Daftar Isi
4 min read

Pajak Toko Kelontong, Ini Penjelasan dan Contoh Perhitungannya

Tayang 06 Nov 2018
Last updated 19 Juli 2024
Pajak Toko Kelontong, Ini Penjelasan dan Contoh Perhitungannya

Toko kelontong adalah salah satu bentuk usaha yang bisa Anda temukan di mana saja. Tidak mengherankan, mengingat jenis usaha ini bisa dibilang usaha yang paling mudah dilakukan oleh siapa saja. Selain mudah, permintaan akan kebutuhan pokok juga tidak akan pernah berhenti, di mana pun Anda berada. Sehingga, keberadaan toko kelontong akan dengan mudah Anda jumpai di mana saja, bahkan hingga pelosok daerah.

Toko Kelontong Merupakan UMKM

Usaha Mikro, Kecil, dan Menengah (UMKM) merupakan usaha ekonomi produktif yang berdiri sendiri, yang dilakukan oleh perorangan dan atau Badan Usaha yang bukan merupakan anak perusahaan atau bukan cabang perusahaan, dengan kriteria ditentukan berdasarkan besaran hasil penjualan tahunan, dengan rincian sebagai berikut:

  1. Usaha Mikro memiliki kekayaan bersih kurang dari Rp50 Juta tidak termasuk tanah dan bangunan tempat usaha, atau memiliki hasil penjualan tahunan kurang dari Rp300 Juta.

(Entri set data)
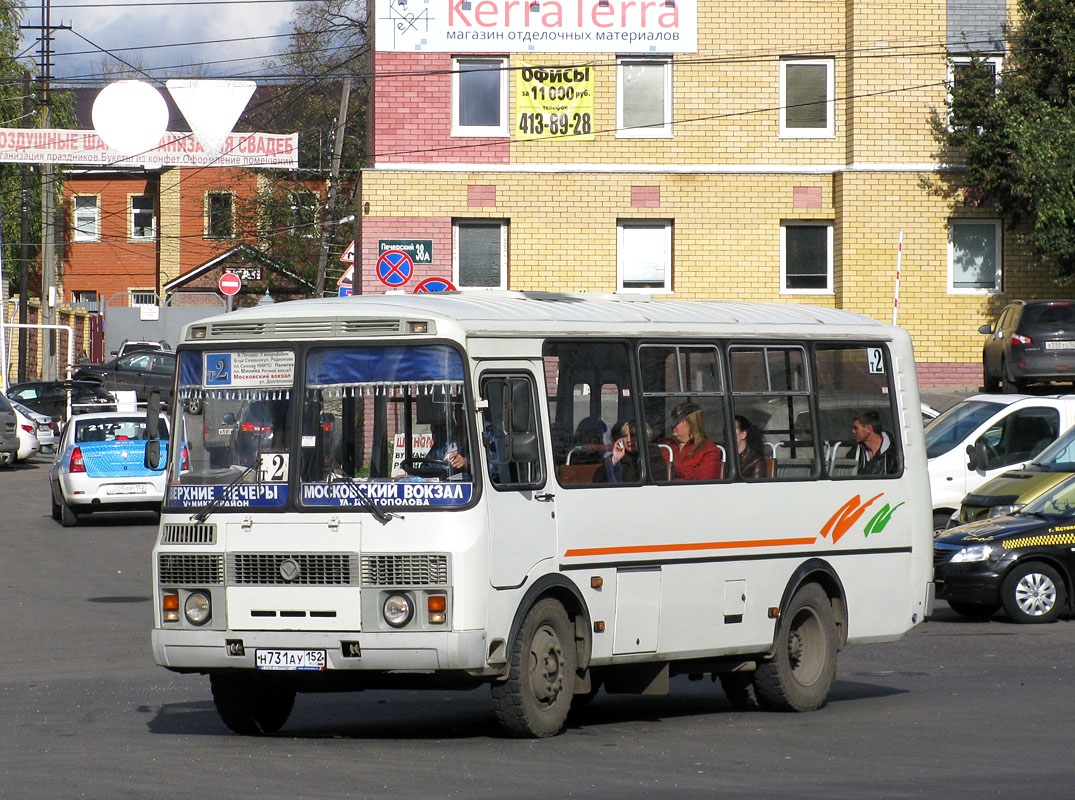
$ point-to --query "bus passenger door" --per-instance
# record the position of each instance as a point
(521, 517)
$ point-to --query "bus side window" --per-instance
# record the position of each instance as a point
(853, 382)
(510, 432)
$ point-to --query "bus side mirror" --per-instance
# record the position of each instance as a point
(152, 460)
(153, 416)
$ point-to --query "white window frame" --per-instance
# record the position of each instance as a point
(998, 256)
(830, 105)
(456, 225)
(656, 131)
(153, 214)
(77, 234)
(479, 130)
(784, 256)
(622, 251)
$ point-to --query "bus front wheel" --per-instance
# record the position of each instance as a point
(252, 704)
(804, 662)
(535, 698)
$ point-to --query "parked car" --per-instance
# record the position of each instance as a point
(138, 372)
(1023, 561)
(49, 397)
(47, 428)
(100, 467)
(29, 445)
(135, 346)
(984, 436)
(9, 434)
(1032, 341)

--

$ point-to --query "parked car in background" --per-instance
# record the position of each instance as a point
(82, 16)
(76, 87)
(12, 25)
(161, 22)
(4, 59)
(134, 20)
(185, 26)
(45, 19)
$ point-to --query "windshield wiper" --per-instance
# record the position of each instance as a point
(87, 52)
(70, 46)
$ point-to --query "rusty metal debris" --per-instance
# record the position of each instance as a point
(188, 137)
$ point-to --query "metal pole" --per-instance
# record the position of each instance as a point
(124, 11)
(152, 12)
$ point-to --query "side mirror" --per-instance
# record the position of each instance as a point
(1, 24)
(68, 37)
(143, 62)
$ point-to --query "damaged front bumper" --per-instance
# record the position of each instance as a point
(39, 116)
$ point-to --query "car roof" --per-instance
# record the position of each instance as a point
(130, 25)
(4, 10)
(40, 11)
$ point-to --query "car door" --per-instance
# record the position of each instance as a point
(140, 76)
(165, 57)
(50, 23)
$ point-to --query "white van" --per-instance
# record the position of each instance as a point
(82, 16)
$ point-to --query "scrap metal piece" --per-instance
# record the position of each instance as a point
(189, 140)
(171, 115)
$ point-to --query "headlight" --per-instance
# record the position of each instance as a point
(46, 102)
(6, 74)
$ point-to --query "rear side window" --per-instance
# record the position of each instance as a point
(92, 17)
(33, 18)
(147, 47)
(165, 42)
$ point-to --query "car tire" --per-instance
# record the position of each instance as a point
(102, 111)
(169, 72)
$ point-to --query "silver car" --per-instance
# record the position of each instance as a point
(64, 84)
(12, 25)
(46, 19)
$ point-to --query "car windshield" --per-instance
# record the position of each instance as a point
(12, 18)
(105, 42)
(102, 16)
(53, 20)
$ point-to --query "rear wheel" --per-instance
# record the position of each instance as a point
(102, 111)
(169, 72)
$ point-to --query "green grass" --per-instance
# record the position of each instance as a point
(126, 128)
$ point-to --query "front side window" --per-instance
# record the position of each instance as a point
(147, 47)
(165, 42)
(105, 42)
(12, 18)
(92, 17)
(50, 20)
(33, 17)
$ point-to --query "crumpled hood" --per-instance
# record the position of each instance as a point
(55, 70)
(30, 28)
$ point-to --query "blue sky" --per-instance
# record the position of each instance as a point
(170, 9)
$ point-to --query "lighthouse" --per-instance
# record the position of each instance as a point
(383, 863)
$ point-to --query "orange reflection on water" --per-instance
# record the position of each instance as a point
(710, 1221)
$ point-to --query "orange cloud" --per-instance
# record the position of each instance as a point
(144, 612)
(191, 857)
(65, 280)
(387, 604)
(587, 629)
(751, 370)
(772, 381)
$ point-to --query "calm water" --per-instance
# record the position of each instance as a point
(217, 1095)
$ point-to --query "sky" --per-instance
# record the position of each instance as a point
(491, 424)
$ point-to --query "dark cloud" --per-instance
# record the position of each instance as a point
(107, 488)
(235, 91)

==

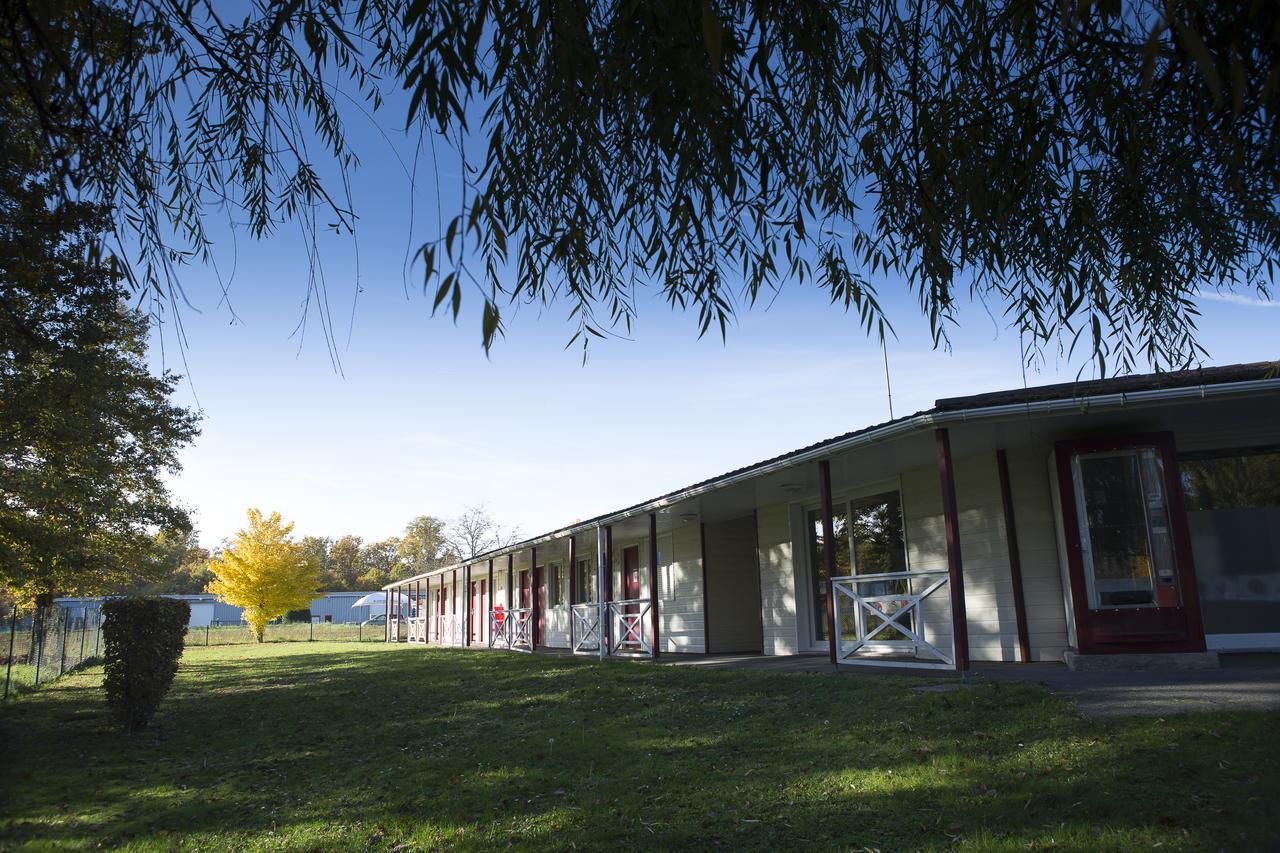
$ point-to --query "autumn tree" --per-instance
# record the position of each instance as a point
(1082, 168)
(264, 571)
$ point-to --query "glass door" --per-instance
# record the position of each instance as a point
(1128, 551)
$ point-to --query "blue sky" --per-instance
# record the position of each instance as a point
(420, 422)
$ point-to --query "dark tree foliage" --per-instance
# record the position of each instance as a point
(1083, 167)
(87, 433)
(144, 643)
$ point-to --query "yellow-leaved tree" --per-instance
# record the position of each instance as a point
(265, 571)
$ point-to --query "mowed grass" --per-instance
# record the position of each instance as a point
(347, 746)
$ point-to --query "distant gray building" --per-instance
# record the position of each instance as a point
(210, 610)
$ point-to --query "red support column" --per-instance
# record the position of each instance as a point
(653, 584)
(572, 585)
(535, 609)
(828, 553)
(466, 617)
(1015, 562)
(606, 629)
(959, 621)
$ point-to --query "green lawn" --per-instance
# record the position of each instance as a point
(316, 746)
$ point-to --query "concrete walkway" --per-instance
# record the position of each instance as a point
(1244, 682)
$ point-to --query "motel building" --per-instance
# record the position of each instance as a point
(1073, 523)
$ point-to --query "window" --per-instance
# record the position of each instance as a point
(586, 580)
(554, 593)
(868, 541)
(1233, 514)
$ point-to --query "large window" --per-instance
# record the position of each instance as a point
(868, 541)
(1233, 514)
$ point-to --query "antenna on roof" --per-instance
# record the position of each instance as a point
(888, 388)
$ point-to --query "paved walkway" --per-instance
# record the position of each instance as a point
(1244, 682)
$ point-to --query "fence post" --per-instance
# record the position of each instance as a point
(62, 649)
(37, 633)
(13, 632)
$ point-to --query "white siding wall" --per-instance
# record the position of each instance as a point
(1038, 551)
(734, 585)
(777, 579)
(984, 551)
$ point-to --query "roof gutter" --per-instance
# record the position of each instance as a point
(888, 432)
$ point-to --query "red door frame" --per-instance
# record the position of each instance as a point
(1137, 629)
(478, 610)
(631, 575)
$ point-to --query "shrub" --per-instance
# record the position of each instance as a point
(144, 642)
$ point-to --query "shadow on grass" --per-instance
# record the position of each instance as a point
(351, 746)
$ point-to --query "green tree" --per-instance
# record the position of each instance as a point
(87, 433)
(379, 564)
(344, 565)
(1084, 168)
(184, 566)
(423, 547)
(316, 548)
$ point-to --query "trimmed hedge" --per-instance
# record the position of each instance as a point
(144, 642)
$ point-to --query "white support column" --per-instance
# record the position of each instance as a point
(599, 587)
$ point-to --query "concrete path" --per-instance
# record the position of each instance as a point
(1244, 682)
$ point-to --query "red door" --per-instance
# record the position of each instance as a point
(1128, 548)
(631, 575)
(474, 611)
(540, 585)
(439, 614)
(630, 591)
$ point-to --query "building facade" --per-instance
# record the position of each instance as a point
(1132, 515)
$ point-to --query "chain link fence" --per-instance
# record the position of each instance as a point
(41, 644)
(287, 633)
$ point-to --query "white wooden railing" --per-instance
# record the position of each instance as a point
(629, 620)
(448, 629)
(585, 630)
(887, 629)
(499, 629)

**KUMPULAN SOAL**:
a: Menurut teks tentang pajak toko kelontong, berapa batas hasil penjualan tahunan sebuah Usaha Mikro?
b: Tentukan apakah setiap pernyataan berikut sesuai dengan teks tentang pajak toko kelontong. Jawab ya atau tidak, disertai kutipan persis dari teks yang menjadi dasarnya.
(i) Toko kelontong bisa dibilang usaha yang paling mudah dilakukan oleh siapa saja.
(ii) Kekayaan bersih Usaha Mikro dihitung termasuk tanah dan bangunan tempat usaha.
(iii) UMKM boleh berupa cabang perusahaan.
c: Tolong lanjutkan teks tentang pajak toko kelontong mulai dari kalimat terakhirnya.

**JAWABAN PER TUGAS**:
a: Kurang dari Rp300 Juta.

b:
(i) Ya: "jenis usaha ini bisa dibilang usaha yang paling mudah dilakukan oleh siapa saja"
(ii) Tidak: "tidak termasuk tanah dan bangunan tempat usaha"
(iii) Tidak: "bukan merupakan anak perusahaan atau bukan cabang perusahaan"

c:
  2. Usaha Kecil memiliki kekayaan bersih lebih dari Rp50 Juta sampai dengan paling banyak Rp500 Juta tidak termasuk tanah dan bangunan tempat usaha, atau memiliki hasil penjualan tahunan lebih dari Rp300 Juta sampai dengan paling banyak Rp2,5 Miliar.
  3. Usaha Menengah memiliki kekayaan bersih lebih dari Rp500 Juta sampai dengan paling banyak Rp10 Miliar tidak termasuk tanah dan bangunan atau, memiliki hasil penjualan tahunan lebih dari Rp2,5 Miliar sampai dengan paling banyak Rp50 Miliar.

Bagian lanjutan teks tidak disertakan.